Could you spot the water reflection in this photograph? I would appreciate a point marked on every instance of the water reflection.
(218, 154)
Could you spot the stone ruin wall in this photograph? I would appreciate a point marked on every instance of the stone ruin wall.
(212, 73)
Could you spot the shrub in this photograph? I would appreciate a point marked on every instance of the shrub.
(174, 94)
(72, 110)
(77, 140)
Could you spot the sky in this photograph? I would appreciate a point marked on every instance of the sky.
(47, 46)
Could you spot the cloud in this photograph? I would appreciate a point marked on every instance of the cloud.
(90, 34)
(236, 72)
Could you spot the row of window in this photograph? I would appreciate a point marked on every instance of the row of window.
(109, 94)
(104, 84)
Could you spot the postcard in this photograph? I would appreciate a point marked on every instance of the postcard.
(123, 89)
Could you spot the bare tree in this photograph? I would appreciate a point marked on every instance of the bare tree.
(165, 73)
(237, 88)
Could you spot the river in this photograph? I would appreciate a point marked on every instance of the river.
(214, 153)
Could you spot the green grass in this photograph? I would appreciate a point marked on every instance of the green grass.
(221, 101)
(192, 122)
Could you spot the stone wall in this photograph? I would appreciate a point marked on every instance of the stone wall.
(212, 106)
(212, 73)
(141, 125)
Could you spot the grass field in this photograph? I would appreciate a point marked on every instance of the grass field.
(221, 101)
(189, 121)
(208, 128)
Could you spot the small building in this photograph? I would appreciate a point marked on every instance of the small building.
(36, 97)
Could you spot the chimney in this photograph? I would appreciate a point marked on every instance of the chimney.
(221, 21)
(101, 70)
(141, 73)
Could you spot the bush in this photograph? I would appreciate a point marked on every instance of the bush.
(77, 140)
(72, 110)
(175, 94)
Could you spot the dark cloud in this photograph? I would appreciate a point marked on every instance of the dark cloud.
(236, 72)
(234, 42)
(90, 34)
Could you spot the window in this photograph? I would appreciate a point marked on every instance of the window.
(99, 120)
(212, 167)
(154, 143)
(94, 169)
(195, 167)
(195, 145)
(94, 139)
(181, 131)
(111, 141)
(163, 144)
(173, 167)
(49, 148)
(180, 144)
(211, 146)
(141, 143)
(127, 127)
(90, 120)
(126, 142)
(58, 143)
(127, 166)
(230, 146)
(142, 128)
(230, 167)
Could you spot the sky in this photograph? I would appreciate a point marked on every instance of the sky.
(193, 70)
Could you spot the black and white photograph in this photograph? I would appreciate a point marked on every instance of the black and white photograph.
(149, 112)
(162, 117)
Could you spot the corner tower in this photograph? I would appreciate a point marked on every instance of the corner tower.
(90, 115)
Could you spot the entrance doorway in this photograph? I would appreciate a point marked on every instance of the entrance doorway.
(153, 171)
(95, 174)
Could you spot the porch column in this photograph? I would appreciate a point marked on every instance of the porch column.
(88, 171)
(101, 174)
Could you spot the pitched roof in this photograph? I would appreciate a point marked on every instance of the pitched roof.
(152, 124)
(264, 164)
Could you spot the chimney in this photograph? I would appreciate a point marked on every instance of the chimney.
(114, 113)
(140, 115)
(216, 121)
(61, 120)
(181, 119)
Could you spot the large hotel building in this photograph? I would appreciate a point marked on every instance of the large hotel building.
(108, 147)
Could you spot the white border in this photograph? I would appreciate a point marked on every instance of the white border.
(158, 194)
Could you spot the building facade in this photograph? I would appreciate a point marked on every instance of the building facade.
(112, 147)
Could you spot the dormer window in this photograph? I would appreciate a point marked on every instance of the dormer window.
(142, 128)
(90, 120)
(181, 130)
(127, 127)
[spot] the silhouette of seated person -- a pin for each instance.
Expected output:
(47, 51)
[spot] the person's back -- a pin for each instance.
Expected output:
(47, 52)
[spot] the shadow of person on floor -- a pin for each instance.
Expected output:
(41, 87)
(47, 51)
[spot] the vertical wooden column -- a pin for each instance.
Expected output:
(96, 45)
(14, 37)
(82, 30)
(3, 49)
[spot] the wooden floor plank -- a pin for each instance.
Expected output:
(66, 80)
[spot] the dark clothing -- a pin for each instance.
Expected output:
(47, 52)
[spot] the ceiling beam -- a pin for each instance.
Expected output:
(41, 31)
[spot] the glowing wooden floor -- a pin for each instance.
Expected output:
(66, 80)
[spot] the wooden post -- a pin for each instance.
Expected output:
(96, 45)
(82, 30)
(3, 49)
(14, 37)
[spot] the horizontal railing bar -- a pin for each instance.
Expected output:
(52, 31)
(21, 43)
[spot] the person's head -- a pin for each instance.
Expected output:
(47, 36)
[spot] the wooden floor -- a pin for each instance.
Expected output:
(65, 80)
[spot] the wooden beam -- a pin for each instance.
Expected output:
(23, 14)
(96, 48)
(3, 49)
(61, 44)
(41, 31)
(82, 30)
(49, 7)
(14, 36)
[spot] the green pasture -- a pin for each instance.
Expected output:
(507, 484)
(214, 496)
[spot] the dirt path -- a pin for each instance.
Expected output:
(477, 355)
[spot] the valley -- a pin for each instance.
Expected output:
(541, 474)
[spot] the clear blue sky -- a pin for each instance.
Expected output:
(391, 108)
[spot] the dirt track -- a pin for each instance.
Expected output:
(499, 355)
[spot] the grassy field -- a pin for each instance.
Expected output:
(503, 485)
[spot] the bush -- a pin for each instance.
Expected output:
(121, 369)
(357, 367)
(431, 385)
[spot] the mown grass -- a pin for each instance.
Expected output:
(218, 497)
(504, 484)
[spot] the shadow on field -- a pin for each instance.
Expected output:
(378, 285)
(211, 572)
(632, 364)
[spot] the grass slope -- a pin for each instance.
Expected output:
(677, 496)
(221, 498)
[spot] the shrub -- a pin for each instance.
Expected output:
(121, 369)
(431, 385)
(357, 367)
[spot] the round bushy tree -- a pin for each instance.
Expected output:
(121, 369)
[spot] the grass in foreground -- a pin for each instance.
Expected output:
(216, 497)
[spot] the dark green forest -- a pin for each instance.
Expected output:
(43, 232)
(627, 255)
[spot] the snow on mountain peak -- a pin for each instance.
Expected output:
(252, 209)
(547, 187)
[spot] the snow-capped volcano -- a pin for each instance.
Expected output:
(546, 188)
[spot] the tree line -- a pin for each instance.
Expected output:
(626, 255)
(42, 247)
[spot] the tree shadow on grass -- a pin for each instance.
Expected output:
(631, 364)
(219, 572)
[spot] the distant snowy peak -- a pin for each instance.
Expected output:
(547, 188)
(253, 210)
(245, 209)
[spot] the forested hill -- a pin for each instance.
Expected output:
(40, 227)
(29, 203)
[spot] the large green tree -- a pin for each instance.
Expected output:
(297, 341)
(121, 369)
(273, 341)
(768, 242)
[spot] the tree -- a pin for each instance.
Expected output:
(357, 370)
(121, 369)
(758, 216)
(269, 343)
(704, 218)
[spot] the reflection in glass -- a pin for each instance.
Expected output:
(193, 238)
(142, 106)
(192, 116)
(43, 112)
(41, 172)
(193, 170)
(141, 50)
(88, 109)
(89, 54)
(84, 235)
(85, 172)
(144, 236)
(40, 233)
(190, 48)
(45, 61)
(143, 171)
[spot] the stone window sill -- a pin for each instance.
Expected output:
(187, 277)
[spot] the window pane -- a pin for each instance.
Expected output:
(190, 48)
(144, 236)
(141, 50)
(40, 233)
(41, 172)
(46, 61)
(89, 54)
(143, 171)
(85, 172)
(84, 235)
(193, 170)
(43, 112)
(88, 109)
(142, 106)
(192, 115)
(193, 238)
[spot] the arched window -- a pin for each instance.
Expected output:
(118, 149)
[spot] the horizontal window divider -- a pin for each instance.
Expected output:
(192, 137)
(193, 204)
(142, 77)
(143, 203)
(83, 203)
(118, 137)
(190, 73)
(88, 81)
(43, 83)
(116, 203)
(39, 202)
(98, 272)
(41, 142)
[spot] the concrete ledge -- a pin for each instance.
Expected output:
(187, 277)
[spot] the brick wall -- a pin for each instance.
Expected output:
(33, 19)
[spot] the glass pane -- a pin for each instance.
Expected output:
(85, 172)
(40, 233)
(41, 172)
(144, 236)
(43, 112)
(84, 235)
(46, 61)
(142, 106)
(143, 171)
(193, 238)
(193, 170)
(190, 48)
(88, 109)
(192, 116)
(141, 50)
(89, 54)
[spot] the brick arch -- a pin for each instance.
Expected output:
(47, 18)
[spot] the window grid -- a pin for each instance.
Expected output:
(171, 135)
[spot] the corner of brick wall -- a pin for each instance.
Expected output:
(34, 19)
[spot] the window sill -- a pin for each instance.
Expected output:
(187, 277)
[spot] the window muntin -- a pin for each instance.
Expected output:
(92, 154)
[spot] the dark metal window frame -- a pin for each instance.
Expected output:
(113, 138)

▸ **Task brief**
Copy out the data verbatim, starting at the line that contains "[spot] the horizontal window" and ending at the last line of the data. Include both of those lines.

▸ **Full response**
[spot] the horizontal window divider -- a pin for each instance.
Expected output:
(192, 137)
(193, 204)
(142, 77)
(143, 203)
(83, 203)
(118, 137)
(190, 73)
(88, 81)
(43, 83)
(116, 203)
(39, 202)
(98, 272)
(41, 142)
[spot] the concrete ledge -- a pin for each instance.
Expected output:
(187, 277)
[spot] the brick wall -- a pin for each instance.
Expected output:
(33, 19)
[spot] the glass pane -- a pin for each instance.
Expected output:
(85, 172)
(40, 233)
(41, 172)
(144, 236)
(43, 112)
(84, 235)
(46, 61)
(142, 106)
(143, 171)
(193, 238)
(193, 170)
(190, 48)
(88, 109)
(192, 116)
(141, 50)
(89, 54)
[spot] the brick arch -- a pin for each instance.
Expected output:
(47, 18)
[spot] the window grid -- a pin for each instance.
Expected output:
(171, 135)
[spot] the corner of brick wall -- a pin for each instance.
Expected output:
(34, 19)
[spot] the window sill -- a pin for each instance.
Expected output:
(187, 277)
[spot] the window muntin -- a pin for each instance.
Expected output:
(92, 154)
[spot] the dark metal window frame -- a pin for each instance.
Expected output:
(113, 138)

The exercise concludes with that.